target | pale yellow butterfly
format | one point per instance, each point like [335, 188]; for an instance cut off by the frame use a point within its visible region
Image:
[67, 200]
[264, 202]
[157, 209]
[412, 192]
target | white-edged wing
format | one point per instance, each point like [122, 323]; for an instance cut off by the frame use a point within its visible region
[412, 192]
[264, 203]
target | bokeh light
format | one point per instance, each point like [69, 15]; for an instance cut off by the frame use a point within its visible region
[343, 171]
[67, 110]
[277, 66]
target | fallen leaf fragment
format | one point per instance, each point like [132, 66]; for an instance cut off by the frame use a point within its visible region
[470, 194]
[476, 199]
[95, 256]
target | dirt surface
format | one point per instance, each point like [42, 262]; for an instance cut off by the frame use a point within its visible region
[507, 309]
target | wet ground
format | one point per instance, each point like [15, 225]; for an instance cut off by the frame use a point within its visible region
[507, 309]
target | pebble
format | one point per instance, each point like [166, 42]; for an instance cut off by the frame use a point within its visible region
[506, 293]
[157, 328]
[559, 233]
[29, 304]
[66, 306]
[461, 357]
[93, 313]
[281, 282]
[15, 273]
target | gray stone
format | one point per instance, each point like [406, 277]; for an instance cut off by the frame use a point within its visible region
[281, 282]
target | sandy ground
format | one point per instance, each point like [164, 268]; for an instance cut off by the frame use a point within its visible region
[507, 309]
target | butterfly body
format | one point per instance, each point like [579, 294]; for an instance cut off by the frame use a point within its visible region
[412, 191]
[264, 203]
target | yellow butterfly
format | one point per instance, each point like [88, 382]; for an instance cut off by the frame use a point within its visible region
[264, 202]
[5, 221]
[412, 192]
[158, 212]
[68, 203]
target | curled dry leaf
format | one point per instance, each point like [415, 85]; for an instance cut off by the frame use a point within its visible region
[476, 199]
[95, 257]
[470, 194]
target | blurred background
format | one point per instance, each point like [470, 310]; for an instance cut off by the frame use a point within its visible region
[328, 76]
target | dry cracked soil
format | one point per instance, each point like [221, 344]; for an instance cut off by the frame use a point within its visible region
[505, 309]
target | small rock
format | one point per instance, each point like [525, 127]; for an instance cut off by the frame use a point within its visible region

━━━━━━━━━━━━━━━━━━━━━━━━━━━━━━

> [Exercise instructions]:
Scan the entries for lines holding the string "butterfly", then copy every one of them.

> [Solution below]:
target | pale yellow butterfly
target | butterfly body
target | yellow butterfly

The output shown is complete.